Week 4: Notes

running time of list operations

In the last lecture we saw various operations on lists. Now that we know about big O from our algorithms class, we can discuss the running time of list operations.

Most fundamentally, getting or setting a list element by index runs in O(1), and is extremely fast. In Python, getting the length of a list via len() also runs in O(1).

Suppose that the length of a list l is N. We may insert an element x at index i by calling l.insert(i, x), and may delete the element at index i by running del l[i]. Both of these operations take O(N), since they may need to shift over many elements in memory. However, the operation del l[-1], which deletes the last list element, will run in O(1).

Now let's consider appending an element by calling l.append(x), an extremely common operation. append() runs in O(1) on average. This means that although a single call to append() may occasionally take a relatively long time to run, a sequence of N append operations to an initially empty list will always run in O(N). For example, consider this program:

n = int(input('Enter n: '))

a = []
for i in range(n):
    a.append(i)

This program will run in O(N), and so the average running time of each call to append() is O(1).

Occasionally we will write O(1)* to mean O(1) on average.

....

■ WORK TO COMPLETE:
- 1) In the notes on the running time of list operations, what does the notation O(1)* stand for?
- 2) Write the next part of the notes on the running time of list operations, starting right after their last sentence.

■ Dataset excerpt:
....

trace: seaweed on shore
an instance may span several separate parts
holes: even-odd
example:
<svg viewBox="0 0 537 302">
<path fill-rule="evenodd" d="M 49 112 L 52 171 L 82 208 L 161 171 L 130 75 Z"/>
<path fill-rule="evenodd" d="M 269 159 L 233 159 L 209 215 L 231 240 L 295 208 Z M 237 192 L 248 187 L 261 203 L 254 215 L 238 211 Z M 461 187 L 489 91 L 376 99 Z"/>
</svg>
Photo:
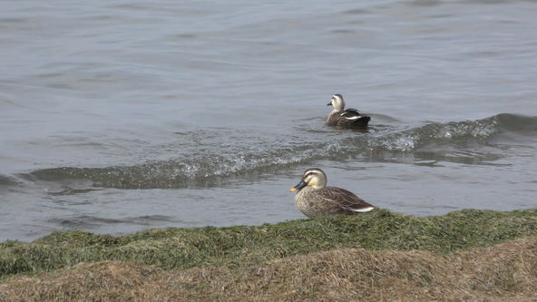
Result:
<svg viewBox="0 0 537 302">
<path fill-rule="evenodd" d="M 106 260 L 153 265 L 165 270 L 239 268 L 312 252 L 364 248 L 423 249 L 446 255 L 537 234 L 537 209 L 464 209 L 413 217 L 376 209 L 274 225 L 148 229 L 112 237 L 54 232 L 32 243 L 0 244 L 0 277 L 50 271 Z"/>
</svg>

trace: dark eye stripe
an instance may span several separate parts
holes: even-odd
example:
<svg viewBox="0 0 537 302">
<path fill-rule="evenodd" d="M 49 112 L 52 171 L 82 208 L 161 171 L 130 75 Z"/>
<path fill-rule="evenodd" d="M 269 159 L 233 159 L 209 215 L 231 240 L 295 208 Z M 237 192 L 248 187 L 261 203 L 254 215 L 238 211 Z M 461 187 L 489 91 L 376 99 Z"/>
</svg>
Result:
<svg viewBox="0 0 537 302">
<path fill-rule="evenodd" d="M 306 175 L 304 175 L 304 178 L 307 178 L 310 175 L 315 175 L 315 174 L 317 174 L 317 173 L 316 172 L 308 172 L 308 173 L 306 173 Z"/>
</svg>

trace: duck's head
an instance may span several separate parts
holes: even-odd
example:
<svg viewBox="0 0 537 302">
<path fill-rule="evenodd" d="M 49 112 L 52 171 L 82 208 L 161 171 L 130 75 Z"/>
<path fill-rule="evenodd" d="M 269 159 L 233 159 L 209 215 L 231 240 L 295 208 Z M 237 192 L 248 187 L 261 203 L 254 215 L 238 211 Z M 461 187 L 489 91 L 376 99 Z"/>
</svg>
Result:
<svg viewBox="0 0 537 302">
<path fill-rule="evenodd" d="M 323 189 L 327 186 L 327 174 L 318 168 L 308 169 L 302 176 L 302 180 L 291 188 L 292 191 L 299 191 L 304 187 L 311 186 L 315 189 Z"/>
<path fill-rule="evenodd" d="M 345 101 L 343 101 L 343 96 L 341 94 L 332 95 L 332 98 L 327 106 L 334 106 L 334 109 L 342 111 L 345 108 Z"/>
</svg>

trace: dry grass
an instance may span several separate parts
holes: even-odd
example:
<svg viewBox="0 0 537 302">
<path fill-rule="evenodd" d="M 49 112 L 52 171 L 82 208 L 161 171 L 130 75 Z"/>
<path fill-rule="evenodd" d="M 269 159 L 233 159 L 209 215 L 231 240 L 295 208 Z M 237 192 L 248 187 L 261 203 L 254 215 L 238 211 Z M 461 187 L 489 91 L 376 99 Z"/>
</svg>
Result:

....

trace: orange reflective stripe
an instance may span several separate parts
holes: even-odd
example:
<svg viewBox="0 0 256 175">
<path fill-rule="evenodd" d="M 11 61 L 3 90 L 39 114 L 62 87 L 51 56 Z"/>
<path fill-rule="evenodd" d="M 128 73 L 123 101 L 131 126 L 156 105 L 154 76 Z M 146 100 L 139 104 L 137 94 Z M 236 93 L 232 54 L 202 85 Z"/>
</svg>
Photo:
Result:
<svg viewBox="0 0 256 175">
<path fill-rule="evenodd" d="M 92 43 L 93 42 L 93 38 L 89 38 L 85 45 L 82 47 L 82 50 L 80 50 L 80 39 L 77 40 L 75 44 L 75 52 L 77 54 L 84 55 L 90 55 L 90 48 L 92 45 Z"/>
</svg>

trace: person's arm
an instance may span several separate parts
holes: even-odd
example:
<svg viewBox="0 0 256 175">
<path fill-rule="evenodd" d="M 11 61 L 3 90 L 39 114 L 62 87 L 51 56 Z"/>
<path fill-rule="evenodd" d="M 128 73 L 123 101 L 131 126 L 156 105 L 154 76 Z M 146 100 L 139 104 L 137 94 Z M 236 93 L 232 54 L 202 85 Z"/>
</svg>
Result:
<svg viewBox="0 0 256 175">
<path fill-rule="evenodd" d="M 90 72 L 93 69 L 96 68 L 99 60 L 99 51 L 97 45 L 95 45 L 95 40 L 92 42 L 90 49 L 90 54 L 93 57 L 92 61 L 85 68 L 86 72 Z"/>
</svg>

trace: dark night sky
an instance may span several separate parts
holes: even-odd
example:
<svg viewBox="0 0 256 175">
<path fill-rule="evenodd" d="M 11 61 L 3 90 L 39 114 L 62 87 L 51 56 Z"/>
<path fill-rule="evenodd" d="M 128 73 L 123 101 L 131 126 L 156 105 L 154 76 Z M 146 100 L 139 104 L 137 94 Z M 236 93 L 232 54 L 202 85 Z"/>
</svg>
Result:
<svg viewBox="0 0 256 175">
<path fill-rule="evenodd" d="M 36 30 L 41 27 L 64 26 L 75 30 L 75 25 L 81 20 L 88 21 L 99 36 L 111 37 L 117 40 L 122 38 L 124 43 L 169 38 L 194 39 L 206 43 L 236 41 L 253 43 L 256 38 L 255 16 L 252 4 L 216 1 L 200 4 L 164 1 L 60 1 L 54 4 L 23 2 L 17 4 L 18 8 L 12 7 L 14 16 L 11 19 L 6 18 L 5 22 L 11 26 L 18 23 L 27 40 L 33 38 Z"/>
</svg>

....

■ RESPONSES IN ORDER:
- 1) It stands for O(1) on average.

- 2)
Let's consider the time to concatenate two lists using the + operator. If A is the length of list l, and B is the length of list m, then (l + m) will run in time O(A + B). Alternatively, we may write that it runs in O(|l| + |m|). The important point is that this operator always builds a new list, which takes time proportional to the new list's length.

This may have some surprising consequences. For example, consider these two programs, which differ only in their last line:

(1)

n = int(input('Enter n: '))
a = []
for i in range(n):
    a.append(i)

(2)

n = int(input('Enter n: '))
a = []
for i in range(n):
    a = a + [i]

How long will they take to run?

The first program makes N calls to append(), which runs in O(1) on average. The total time is N ⋅ O(1) = O(N).

The second program performs N list concatenations. The first builds a list of length 1; the second builds a length of 2, and so on, up to length N. Concatenating two lists to form a list of length M takes O(M). So the total time will be

O(1 + 2 + 3 + ... + N) = O(N²)

If you like, try running the two programs and entering N = 1,000,000. The first will complete instantly. The second will run for a long time. If N is 1,000,000, then a program that runs in O(N2) will be a million times slower than a program that runs in O(N) if the underlying constants are the same in both big-O functions.

The moral of the story: use append(), not concatentation, to add a single element to a list!

Finally, recall that x in l tests whether the list l contains the value x. This will run in O(N), since Python may need to scan all list elements to determine whether x is present.

lists are arrays

A Python list is actually an array, meaning a sequence of elements stored in contiguous memory locations. In fact it is a dynamic array, since it can expand over time. (In many programming languages, arrays have a fixed size).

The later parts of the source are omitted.